-- start of DATASET ROWS --

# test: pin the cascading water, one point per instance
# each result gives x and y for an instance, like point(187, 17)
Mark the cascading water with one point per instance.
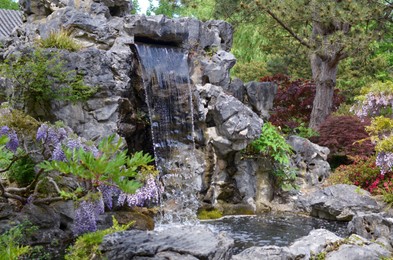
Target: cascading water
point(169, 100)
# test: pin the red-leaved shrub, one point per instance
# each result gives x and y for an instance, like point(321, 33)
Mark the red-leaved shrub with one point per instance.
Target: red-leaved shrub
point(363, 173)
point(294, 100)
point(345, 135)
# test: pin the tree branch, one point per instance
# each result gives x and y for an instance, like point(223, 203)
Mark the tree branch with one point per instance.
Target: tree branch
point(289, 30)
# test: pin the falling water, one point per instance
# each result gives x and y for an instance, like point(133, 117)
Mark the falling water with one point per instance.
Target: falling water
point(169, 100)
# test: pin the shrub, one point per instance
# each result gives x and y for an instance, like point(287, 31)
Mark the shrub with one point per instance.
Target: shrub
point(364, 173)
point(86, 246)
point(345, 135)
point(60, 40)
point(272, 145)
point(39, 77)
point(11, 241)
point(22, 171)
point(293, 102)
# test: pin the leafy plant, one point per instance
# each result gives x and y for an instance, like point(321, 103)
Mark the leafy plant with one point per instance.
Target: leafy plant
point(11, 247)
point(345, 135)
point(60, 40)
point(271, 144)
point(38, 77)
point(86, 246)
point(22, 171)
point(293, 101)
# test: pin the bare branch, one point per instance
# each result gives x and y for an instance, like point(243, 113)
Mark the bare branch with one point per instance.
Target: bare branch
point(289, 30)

-- end of DATASET ROWS --

WORK TO BE COMPLETED:
Write out all the records above again, replacing "instance" with "object" everywhere it appears and changing nothing else. Omit the pictures.

FINISHED ANSWER:
# test: pin the cascading water, one point per object
# each result gives x and y for an object, like point(187, 17)
Mark the cascading water with one point per object.
Target: cascading water
point(169, 100)
# test: pin the red-leaved shrub, one point per object
# each result gives x and y for an object, like point(321, 33)
Mark the red-leaved shrub with one point per object.
Target: red-leaved shrub
point(363, 173)
point(294, 100)
point(345, 135)
# test: pin the tree branch, one point per object
# each result gives x and y for an object, like point(223, 203)
Mark the tree branch with one point per object.
Target: tree branch
point(289, 30)
# test: pin the falling water, one point per object
# each result gives x and y for an object, like point(133, 117)
Mark the falling water with one point per object.
Target: falling water
point(169, 100)
# test: pin the shrub, one point per object
# each result gives x and y for an object, like point(287, 31)
Mark the shrub with one point per object.
Target: shrub
point(364, 173)
point(86, 246)
point(345, 135)
point(60, 40)
point(272, 145)
point(39, 77)
point(11, 241)
point(22, 171)
point(293, 102)
# test: pin the leafy plant, one point per object
# each result gives x and y for an object, like point(321, 103)
Mark the leafy plant with one point per object.
Target: leafy plant
point(11, 247)
point(345, 135)
point(60, 40)
point(271, 144)
point(38, 77)
point(86, 246)
point(22, 171)
point(293, 101)
# test: pin the bare branch, one point per object
# each result gives x and y for an object, like point(243, 113)
Mark the bare branch with one point per object.
Target: bare branch
point(289, 30)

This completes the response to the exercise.